↓

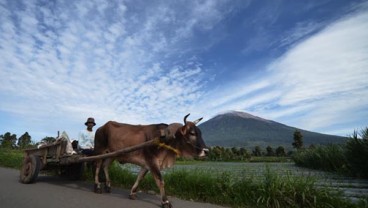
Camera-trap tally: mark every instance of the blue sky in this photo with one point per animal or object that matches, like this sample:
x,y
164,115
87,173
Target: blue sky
x,y
301,63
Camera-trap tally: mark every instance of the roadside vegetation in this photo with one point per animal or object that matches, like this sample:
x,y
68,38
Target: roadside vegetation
x,y
270,190
348,159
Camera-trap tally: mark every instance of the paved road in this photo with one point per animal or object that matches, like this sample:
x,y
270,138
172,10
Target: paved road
x,y
55,192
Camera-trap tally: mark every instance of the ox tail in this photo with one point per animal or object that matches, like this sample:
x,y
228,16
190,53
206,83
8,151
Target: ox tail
x,y
100,141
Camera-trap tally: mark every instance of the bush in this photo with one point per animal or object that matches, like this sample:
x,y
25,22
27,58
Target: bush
x,y
328,158
357,154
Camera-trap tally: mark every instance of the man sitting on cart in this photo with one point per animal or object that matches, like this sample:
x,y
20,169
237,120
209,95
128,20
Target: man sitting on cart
x,y
86,137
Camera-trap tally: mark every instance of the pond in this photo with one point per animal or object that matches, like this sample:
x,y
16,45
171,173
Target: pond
x,y
352,188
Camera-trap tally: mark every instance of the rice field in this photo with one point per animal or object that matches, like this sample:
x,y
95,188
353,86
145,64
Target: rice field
x,y
351,187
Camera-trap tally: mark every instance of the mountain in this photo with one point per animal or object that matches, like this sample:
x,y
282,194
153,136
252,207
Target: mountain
x,y
239,129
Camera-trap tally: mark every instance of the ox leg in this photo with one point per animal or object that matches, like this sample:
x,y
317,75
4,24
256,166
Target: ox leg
x,y
106,166
161,185
97,187
133,191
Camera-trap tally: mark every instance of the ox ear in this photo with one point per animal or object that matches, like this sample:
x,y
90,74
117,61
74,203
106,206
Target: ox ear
x,y
185,118
183,130
197,121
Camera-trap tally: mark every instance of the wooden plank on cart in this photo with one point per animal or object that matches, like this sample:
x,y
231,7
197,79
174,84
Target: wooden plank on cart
x,y
119,152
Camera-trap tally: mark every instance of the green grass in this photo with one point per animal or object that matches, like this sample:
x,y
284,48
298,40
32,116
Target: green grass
x,y
270,190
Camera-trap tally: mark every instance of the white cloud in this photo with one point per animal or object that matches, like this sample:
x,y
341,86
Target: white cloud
x,y
328,70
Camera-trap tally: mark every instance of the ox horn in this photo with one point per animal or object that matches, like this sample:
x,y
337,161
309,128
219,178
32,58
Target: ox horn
x,y
198,120
185,118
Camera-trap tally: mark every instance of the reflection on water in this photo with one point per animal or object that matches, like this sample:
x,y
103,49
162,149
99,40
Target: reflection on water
x,y
352,187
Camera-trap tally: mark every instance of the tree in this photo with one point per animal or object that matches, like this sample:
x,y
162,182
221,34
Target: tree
x,y
280,151
257,151
48,140
24,141
298,140
269,151
8,140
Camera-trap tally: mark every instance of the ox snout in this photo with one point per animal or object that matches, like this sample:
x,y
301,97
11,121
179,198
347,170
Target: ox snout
x,y
204,152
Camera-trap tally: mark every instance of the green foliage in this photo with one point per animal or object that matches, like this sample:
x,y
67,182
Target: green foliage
x,y
48,140
280,151
350,158
298,140
257,151
228,154
24,141
8,140
357,153
224,188
328,158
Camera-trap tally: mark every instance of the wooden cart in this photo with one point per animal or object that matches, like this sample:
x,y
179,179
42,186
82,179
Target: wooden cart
x,y
54,157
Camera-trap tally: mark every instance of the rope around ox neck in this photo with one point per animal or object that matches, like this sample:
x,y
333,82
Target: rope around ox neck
x,y
161,144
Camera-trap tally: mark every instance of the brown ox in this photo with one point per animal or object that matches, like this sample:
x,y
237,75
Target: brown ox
x,y
186,140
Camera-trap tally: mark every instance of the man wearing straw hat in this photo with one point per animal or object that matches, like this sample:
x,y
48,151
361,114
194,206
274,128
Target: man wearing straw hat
x,y
86,137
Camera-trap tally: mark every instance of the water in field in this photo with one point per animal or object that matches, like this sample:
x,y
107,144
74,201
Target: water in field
x,y
352,188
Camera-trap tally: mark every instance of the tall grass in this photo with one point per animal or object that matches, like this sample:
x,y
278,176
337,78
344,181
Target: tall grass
x,y
327,158
270,190
349,158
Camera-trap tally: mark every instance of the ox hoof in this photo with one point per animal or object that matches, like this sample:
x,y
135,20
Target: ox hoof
x,y
133,196
107,189
166,204
97,189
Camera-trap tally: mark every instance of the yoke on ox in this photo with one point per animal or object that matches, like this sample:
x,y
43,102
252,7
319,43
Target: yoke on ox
x,y
184,140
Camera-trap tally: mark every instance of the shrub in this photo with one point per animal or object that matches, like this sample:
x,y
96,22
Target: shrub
x,y
328,158
357,153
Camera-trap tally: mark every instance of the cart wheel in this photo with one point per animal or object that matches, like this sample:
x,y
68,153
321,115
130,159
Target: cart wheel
x,y
30,169
73,171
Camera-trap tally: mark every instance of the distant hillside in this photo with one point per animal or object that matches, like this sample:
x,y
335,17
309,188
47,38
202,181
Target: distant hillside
x,y
239,129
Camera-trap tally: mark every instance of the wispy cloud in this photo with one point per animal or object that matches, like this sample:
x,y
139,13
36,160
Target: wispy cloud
x,y
320,82
142,62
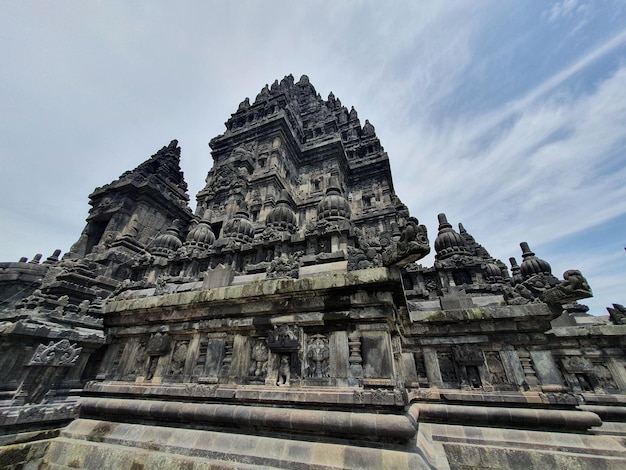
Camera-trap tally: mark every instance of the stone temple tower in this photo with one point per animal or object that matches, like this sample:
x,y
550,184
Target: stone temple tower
x,y
285,322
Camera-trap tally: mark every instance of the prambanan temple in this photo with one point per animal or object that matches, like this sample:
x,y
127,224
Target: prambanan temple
x,y
287,322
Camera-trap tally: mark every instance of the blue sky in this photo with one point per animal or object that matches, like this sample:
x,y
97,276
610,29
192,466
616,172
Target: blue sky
x,y
508,116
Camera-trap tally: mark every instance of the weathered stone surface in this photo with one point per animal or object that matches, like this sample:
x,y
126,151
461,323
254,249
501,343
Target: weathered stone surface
x,y
286,325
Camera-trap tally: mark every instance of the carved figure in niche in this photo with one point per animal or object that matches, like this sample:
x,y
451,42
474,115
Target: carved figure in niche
x,y
284,370
159,343
154,360
497,373
259,357
284,338
62,353
617,314
132,228
318,354
573,287
413,245
177,364
446,367
140,360
467,355
604,376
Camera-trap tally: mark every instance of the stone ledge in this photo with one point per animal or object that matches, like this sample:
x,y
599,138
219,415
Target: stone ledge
x,y
247,292
362,426
252,394
94,444
564,420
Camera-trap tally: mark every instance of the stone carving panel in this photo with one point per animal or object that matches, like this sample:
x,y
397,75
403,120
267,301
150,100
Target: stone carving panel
x,y
61,353
259,355
318,354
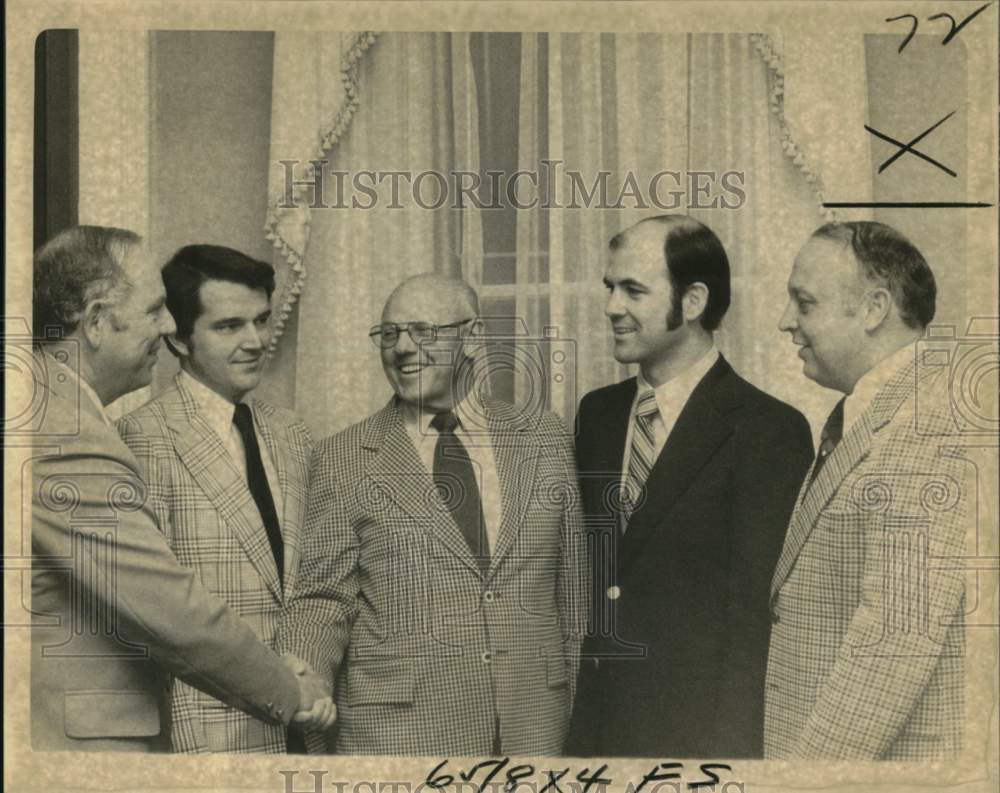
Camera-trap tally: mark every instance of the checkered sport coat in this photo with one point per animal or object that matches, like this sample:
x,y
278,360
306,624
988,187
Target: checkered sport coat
x,y
429,655
866,654
212,523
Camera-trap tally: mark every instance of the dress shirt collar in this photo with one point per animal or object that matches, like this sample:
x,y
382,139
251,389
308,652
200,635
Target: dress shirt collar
x,y
467,410
871,383
672,395
215,408
85,387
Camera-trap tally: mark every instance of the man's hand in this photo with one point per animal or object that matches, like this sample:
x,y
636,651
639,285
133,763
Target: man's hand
x,y
316,709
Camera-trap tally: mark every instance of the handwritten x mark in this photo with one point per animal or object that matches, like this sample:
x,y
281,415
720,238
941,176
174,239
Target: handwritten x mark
x,y
908,147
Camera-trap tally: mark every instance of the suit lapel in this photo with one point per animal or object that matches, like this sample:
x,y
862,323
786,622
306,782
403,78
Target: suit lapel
x,y
701,429
516,455
201,451
398,473
849,453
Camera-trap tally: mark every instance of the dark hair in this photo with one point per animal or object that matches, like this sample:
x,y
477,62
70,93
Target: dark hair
x,y
887,258
77,266
692,253
193,265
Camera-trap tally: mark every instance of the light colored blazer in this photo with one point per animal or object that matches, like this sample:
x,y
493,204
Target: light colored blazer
x,y
866,654
211,521
113,610
429,655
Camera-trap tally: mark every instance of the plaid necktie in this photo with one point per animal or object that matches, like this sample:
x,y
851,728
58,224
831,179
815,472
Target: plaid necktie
x,y
833,431
642,455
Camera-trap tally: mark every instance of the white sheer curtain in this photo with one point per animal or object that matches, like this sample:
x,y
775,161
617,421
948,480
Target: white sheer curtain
x,y
415,112
644,103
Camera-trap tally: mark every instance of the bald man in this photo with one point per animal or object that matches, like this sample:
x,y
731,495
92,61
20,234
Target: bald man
x,y
443,576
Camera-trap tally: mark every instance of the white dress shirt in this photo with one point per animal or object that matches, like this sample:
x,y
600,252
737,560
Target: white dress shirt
x,y
479,447
871,382
218,412
671,397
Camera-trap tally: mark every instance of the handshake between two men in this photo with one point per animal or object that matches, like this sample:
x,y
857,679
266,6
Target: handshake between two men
x,y
316,711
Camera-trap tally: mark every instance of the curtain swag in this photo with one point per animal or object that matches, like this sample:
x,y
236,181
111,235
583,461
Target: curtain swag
x,y
286,224
774,62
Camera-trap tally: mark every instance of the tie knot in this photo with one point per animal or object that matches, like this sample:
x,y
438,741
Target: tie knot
x,y
445,422
833,430
647,405
242,418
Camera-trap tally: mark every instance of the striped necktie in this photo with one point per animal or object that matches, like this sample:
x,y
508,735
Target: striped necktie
x,y
833,431
642,454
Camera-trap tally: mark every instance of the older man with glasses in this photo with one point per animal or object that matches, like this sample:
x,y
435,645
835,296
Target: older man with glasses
x,y
443,581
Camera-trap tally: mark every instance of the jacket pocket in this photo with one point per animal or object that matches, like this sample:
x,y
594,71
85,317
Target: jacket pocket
x,y
383,681
111,714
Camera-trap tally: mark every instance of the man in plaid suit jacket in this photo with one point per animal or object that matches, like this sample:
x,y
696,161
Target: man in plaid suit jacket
x,y
439,647
200,478
867,652
114,611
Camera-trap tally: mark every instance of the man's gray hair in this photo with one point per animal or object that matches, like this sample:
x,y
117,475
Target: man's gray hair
x,y
77,266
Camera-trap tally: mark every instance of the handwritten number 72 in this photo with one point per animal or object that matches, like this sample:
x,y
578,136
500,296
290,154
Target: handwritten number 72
x,y
955,26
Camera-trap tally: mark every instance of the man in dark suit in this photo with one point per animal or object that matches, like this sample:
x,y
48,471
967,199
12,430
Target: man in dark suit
x,y
688,474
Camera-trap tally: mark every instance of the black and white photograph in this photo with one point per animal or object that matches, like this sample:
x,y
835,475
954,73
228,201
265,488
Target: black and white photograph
x,y
561,397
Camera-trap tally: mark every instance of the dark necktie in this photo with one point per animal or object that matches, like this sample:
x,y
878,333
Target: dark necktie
x,y
259,488
455,479
833,430
642,454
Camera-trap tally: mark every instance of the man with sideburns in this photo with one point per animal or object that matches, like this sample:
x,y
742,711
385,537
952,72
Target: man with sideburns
x,y
688,474
227,475
442,578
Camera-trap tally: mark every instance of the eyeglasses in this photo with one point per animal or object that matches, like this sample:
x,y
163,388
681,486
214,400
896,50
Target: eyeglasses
x,y
386,335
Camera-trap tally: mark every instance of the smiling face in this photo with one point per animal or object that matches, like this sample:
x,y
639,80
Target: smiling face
x,y
137,322
226,348
425,376
644,318
823,314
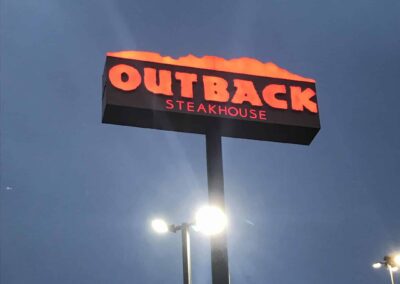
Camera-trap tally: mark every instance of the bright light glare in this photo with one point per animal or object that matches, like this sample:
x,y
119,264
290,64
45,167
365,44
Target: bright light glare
x,y
211,220
396,260
377,265
160,226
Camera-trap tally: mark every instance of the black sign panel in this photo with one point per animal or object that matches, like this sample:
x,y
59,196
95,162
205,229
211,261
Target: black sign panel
x,y
189,99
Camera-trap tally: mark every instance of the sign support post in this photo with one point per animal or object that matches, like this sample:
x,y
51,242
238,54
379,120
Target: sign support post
x,y
219,250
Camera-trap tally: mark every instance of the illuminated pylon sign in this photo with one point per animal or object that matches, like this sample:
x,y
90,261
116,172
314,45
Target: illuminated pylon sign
x,y
241,97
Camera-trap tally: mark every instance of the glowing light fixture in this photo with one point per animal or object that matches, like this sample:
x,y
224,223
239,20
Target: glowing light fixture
x,y
159,226
211,220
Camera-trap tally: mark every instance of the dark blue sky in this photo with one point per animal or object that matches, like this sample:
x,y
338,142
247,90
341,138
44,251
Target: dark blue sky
x,y
76,195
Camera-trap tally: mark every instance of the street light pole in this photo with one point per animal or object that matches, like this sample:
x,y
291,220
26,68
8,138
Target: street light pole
x,y
391,262
210,220
186,261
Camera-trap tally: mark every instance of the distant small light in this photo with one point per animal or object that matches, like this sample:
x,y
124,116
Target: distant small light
x,y
377,265
160,226
396,260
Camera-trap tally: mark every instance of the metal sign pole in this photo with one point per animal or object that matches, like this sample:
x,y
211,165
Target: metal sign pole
x,y
187,267
219,250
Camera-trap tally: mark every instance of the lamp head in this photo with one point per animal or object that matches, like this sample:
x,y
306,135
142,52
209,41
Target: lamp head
x,y
159,226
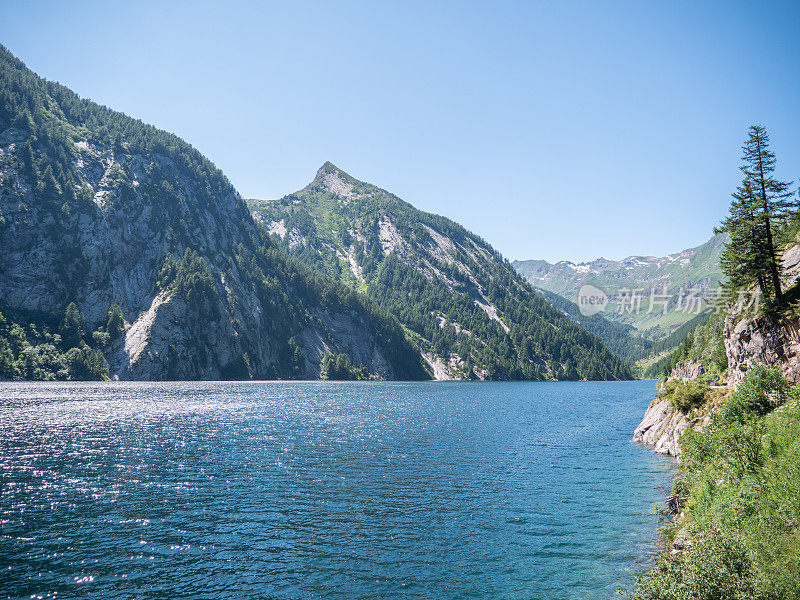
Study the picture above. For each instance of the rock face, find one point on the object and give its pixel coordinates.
(761, 341)
(472, 315)
(687, 370)
(661, 427)
(94, 206)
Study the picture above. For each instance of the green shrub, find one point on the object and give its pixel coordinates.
(740, 481)
(760, 391)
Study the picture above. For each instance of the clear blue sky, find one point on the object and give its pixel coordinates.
(557, 130)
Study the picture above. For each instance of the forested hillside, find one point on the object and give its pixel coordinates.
(691, 271)
(472, 315)
(126, 253)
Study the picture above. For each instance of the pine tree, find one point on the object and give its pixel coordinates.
(760, 206)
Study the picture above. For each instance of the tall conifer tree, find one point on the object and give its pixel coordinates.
(760, 206)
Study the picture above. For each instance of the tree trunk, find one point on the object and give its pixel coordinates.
(773, 263)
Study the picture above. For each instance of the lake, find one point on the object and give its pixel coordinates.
(325, 490)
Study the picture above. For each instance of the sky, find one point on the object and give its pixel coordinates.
(555, 130)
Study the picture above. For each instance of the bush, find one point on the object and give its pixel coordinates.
(338, 367)
(684, 396)
(759, 392)
(740, 481)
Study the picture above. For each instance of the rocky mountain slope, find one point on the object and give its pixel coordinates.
(103, 210)
(692, 269)
(723, 350)
(472, 315)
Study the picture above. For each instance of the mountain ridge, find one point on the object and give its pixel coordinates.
(99, 210)
(375, 242)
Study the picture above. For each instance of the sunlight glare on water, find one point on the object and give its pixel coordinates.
(322, 489)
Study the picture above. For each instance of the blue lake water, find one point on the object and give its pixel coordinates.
(325, 490)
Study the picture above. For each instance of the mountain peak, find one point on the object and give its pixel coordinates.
(334, 180)
(328, 169)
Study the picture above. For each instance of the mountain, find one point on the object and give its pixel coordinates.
(126, 253)
(622, 339)
(470, 313)
(678, 280)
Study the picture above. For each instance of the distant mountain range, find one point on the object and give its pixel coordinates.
(470, 313)
(681, 282)
(125, 253)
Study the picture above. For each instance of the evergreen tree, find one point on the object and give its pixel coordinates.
(760, 206)
(72, 326)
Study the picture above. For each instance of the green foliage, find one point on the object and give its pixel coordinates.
(686, 395)
(115, 325)
(433, 297)
(622, 339)
(761, 206)
(33, 352)
(185, 200)
(338, 367)
(759, 392)
(72, 326)
(704, 343)
(740, 480)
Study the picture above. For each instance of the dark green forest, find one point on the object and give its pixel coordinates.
(434, 297)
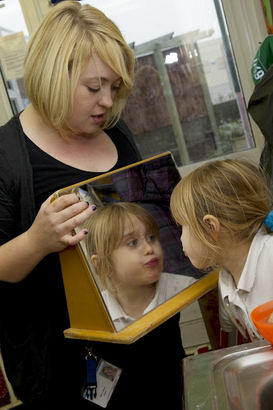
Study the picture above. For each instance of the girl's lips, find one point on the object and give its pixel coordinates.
(152, 262)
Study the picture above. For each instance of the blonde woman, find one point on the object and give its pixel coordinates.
(123, 245)
(78, 74)
(225, 210)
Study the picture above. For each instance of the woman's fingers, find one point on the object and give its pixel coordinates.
(72, 240)
(74, 216)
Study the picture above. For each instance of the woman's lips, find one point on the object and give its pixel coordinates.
(98, 119)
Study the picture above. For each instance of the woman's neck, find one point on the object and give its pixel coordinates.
(135, 301)
(235, 259)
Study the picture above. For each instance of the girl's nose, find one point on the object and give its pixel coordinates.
(148, 247)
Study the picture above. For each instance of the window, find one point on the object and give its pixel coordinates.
(187, 96)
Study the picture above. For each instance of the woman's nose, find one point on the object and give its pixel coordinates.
(106, 99)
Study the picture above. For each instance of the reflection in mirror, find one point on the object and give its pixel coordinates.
(133, 246)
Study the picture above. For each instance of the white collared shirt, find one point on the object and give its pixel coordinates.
(168, 285)
(255, 287)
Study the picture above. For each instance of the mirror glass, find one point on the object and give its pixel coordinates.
(140, 269)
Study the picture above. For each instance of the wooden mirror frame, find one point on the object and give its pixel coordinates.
(89, 317)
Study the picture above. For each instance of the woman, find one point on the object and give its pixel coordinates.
(78, 73)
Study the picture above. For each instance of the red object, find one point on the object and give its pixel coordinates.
(260, 317)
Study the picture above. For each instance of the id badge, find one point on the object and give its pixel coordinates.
(107, 376)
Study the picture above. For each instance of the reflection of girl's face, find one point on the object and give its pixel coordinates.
(138, 260)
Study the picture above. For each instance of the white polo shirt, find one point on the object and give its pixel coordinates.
(168, 285)
(254, 287)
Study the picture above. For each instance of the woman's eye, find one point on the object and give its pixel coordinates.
(93, 90)
(132, 243)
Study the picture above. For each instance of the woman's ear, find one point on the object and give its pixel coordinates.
(213, 223)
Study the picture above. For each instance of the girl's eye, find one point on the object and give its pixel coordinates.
(116, 87)
(132, 243)
(152, 238)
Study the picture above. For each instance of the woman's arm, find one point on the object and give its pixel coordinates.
(51, 231)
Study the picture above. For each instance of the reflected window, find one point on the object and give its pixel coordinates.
(187, 96)
(13, 41)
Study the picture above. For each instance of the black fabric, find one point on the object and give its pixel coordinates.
(45, 369)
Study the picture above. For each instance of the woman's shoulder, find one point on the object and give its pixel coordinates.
(12, 129)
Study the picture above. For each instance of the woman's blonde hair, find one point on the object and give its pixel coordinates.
(234, 191)
(105, 233)
(67, 38)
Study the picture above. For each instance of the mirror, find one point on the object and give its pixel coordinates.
(164, 271)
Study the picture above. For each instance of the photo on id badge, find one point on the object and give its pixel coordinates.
(107, 376)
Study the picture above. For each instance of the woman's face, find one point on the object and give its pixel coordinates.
(94, 95)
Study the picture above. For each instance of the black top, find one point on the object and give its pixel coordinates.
(44, 368)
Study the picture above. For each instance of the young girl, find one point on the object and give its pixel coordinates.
(123, 246)
(225, 210)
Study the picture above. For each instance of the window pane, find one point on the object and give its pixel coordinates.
(187, 96)
(13, 39)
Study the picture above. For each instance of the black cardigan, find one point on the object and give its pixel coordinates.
(39, 362)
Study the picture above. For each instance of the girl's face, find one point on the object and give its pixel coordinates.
(94, 95)
(138, 260)
(194, 249)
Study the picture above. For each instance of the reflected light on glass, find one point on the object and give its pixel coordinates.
(171, 58)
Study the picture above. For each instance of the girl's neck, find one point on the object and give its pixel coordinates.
(135, 301)
(235, 258)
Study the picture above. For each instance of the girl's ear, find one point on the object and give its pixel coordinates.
(94, 260)
(213, 223)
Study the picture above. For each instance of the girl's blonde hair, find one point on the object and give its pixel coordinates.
(234, 191)
(58, 52)
(105, 233)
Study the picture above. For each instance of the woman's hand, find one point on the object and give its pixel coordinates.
(54, 226)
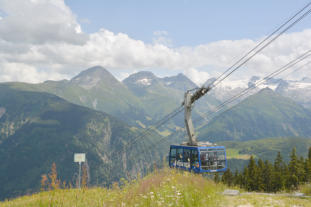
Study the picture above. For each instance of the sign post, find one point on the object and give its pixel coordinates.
(79, 157)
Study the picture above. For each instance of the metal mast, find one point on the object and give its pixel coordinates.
(189, 100)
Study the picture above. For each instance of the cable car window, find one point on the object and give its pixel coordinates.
(186, 158)
(173, 156)
(179, 157)
(212, 159)
(194, 159)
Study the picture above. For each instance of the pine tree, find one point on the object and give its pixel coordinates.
(293, 171)
(54, 182)
(278, 176)
(252, 175)
(260, 176)
(216, 178)
(227, 177)
(236, 178)
(267, 176)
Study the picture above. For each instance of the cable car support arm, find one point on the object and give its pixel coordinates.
(189, 100)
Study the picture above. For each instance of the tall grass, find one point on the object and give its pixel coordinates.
(161, 188)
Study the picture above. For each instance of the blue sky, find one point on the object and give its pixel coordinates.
(57, 39)
(188, 23)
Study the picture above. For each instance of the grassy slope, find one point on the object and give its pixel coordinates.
(164, 188)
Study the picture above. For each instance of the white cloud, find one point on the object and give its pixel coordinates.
(44, 38)
(199, 77)
(38, 22)
(161, 38)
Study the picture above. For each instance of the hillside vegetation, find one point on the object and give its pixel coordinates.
(163, 188)
(37, 129)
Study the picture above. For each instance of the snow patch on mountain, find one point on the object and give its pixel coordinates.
(2, 111)
(144, 81)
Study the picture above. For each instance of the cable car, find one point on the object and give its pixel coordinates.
(198, 157)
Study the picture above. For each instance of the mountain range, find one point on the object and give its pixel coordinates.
(97, 114)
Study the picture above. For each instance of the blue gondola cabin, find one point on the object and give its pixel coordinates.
(198, 159)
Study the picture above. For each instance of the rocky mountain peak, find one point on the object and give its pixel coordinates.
(142, 78)
(91, 77)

↑

For this exercise, please retype exactly the lines in the listing from the line with "Study the picture above. For each instance of the hillside" through its last line, both ends included.

— WRITTEN REPLY —
Study the picture above. For each instance of the hillside vegetation, find one point on the object and give its pixel coordinates.
(163, 188)
(37, 129)
Study the picture above. For each instance of the snow patch on mountain, find one point on the object and give its pixel coordinates.
(2, 111)
(144, 81)
Study the picture above. For each instance of the cable car, find one point on the object and give its pixel coordinates.
(198, 157)
Study the picture above. For each instance of the mountain range, find one point on the object and give its pixel coordinates.
(97, 114)
Study the picture above. For each instance of the blue gondola cabin, find one point on the object and give its pixel coordinates.
(198, 159)
Study the picture above. For each instance of the rocky mountain peak, find one point on the object and give its pixel coordinates.
(142, 78)
(91, 77)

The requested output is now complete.